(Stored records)
********
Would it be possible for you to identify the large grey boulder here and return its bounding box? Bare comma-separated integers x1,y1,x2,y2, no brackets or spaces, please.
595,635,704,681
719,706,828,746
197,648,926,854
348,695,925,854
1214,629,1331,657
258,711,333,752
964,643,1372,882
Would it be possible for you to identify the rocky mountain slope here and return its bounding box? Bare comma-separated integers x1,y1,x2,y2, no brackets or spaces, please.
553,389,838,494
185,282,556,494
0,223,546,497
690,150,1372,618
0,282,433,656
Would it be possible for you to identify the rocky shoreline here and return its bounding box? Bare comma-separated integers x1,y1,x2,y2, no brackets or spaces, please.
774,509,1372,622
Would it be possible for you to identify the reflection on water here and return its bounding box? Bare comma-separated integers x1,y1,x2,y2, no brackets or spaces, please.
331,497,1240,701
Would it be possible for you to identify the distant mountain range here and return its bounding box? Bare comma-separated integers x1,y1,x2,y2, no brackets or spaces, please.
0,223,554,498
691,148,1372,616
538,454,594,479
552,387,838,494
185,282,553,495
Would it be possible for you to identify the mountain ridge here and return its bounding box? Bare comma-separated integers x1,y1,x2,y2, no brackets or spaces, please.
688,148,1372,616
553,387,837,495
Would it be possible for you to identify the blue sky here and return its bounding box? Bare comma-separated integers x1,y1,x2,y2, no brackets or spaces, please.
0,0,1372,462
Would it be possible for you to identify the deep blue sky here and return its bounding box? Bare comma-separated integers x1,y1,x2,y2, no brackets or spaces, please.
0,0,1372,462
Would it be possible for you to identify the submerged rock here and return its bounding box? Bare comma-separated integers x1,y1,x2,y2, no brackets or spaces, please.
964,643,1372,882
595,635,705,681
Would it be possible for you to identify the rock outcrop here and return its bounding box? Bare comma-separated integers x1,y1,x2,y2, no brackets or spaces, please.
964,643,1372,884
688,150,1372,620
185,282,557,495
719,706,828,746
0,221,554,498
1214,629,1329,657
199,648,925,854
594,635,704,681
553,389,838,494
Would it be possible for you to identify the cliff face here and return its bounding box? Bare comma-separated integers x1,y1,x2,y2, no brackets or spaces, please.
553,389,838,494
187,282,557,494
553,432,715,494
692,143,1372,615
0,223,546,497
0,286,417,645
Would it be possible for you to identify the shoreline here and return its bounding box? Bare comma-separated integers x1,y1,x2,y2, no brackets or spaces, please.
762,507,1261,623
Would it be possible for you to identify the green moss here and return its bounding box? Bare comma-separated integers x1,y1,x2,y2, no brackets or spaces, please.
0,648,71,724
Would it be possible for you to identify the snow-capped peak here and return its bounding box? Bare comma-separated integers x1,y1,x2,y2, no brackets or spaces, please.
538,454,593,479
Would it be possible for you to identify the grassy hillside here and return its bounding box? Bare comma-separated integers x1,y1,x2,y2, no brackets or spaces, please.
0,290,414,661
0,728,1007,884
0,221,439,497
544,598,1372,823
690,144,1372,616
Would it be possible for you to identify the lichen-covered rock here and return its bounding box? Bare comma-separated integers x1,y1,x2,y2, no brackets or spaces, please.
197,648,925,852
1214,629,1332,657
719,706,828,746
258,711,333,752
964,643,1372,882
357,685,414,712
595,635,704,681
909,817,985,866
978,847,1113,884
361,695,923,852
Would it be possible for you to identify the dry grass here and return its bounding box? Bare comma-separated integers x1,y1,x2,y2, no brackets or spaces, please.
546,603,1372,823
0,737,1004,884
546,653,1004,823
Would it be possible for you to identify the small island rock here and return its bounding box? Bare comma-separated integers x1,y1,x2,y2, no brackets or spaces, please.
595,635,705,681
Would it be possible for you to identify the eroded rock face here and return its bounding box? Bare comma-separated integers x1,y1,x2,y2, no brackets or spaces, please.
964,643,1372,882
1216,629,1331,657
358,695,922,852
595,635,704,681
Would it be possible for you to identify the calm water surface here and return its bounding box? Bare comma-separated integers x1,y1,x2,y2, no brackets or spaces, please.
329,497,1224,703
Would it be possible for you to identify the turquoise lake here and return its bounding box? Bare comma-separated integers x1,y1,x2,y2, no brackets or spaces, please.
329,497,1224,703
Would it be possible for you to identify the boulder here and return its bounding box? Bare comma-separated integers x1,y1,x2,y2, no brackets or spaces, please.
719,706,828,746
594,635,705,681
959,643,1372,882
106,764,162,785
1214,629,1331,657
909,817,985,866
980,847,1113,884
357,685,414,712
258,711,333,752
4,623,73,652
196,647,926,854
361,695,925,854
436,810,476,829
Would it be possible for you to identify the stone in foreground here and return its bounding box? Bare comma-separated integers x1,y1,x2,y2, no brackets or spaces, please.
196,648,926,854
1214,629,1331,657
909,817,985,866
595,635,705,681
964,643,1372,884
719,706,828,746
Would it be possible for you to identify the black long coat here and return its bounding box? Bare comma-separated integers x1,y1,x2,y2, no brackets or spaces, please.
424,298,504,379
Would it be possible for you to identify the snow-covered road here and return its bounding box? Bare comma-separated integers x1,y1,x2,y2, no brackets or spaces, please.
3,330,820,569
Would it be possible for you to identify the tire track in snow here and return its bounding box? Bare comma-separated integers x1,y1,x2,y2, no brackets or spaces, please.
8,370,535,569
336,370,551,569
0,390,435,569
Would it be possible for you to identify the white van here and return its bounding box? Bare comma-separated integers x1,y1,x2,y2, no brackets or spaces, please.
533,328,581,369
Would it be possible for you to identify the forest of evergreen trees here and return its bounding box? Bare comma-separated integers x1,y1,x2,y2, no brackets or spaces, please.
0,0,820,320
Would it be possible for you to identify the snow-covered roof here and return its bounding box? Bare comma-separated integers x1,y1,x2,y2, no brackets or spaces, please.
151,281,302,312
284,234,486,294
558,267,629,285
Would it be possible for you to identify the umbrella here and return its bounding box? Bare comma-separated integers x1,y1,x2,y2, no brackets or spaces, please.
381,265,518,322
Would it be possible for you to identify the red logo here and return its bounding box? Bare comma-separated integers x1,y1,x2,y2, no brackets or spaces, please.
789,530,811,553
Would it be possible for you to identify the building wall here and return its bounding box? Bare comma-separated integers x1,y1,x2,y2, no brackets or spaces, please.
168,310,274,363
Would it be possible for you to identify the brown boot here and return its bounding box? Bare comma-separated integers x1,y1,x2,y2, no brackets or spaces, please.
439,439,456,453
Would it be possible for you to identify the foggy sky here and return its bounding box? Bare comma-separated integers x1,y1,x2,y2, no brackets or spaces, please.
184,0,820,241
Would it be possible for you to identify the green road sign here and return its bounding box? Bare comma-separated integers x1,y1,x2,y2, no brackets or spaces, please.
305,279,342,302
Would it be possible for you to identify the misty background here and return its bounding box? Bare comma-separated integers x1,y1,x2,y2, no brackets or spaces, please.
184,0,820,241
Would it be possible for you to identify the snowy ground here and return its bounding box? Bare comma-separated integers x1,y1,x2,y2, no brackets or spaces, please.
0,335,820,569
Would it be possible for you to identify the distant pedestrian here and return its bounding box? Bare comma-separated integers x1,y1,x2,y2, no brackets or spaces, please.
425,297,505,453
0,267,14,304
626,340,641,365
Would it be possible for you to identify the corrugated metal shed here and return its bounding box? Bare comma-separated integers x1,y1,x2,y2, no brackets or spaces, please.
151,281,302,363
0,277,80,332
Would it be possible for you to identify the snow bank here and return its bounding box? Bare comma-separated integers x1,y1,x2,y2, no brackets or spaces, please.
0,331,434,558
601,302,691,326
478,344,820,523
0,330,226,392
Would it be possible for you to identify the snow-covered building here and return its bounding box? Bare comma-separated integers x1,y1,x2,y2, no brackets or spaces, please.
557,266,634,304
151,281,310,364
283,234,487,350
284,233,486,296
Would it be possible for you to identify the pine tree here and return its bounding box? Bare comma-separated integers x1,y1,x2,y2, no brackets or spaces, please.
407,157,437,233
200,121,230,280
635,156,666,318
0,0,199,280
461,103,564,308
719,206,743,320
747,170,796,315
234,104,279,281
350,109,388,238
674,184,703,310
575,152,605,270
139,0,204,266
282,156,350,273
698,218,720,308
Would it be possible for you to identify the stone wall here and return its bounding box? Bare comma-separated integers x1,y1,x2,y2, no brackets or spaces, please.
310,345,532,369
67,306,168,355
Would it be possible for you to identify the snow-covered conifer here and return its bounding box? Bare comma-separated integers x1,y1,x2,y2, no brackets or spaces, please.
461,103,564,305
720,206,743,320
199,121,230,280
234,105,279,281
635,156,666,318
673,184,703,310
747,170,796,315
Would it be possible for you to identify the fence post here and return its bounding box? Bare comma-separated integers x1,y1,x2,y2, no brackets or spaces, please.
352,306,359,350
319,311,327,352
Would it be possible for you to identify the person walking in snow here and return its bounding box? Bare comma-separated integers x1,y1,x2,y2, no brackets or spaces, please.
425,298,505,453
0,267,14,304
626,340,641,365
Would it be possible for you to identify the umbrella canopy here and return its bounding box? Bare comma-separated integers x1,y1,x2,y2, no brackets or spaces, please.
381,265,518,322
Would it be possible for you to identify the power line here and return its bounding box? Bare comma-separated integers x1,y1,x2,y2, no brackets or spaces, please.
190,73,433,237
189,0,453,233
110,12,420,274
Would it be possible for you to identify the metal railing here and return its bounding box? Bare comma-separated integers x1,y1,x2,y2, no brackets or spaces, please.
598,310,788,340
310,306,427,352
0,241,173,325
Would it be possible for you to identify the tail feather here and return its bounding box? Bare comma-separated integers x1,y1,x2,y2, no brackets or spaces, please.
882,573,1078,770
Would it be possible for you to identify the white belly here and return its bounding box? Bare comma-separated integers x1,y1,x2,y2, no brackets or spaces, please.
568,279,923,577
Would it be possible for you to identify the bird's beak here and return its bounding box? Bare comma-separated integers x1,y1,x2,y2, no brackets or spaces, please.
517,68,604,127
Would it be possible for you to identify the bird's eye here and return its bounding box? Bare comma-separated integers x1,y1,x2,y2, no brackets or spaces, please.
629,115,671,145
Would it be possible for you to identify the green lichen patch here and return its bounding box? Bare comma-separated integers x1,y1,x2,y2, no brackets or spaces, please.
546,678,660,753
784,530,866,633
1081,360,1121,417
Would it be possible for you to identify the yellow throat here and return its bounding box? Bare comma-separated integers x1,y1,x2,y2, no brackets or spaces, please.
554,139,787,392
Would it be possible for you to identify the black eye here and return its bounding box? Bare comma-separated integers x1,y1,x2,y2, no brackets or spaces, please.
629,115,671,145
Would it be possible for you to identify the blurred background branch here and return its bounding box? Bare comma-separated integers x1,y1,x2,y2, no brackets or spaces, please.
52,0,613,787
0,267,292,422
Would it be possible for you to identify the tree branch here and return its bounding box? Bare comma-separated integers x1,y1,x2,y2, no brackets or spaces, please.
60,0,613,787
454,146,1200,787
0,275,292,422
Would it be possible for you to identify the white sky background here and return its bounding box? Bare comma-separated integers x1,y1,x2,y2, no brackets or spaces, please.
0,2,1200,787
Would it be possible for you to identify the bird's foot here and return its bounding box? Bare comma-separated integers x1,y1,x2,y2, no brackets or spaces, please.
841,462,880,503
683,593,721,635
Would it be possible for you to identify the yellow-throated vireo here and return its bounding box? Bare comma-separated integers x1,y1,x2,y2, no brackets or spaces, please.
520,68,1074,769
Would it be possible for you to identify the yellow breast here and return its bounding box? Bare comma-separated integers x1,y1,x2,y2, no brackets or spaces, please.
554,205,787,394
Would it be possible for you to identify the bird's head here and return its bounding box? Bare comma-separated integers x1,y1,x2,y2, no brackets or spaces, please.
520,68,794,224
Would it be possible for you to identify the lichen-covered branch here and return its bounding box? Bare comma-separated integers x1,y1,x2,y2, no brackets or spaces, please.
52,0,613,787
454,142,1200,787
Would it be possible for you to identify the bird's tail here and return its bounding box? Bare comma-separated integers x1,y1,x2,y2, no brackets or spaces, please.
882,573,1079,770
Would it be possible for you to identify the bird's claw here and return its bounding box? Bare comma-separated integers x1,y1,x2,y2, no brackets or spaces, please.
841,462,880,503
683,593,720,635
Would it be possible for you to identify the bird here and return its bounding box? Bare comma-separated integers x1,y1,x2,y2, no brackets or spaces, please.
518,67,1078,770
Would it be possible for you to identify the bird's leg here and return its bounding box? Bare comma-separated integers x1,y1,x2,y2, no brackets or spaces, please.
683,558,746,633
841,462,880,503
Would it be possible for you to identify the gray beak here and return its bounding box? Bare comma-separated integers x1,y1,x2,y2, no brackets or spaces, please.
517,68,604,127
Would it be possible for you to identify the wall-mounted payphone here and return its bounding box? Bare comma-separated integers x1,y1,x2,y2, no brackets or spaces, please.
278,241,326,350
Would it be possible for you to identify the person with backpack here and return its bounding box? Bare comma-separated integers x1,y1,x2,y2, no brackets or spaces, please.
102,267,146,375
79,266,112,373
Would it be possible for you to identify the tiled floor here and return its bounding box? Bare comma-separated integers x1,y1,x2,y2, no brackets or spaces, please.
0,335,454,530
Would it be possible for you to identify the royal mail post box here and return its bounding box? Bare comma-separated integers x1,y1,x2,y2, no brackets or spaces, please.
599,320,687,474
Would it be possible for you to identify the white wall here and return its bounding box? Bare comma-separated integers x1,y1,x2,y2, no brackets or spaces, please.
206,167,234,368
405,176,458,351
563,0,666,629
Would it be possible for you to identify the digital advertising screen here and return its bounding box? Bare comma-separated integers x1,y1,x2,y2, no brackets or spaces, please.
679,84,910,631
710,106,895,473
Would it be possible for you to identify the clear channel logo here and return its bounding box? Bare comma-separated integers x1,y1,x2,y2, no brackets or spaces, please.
********
EXERCISE GOAL:
Can you give the lines from the first one through the line containing "553,387,837,495" again, with "rocky shoreline" renamed to "stony shoreline" and nothing else changed?

TASK SOLUTION:
Would it be possible for you to identify the large grey boulder here and return its bounding box? Bare comma-separated integers x1,y1,x2,y2, no brackets or spaces, please.
595,635,704,681
719,706,828,746
197,648,926,854
348,695,925,854
1214,629,1331,657
258,711,333,752
964,643,1372,882
Would it be possible for you to identify the rocky mountain slope here and return its bounding box? Bare comma-separated integers x1,y1,x2,y2, no brackets or spaces, please.
553,389,838,494
185,282,556,494
0,223,546,497
690,150,1372,618
0,282,433,656
Would it be possible for you to identify the stony shoreline here and return its bounding box? Bare comma-separated integers x1,y1,x2,y2, no brackets or spaces, please.
774,509,1372,622
Would it be possible for you to identify the reflection on water here and return its bounding box? Bare comma-separated integers x1,y1,x2,y2, no brackets or spaces, please.
331,497,1240,701
Would it be possible for you to identify the distant mountain range here and return its bounding box? Bare comma-separated integers x1,y1,x2,y2, no brackets or spaces, please.
0,223,554,498
691,148,1372,616
538,454,594,479
552,387,838,494
185,282,553,495
Would it be possible for you to identify the mountain ridge here and return its bounding box? Bare comma-separated integers x1,y1,x2,y2, no brackets or spaces, please.
688,148,1372,616
553,387,837,495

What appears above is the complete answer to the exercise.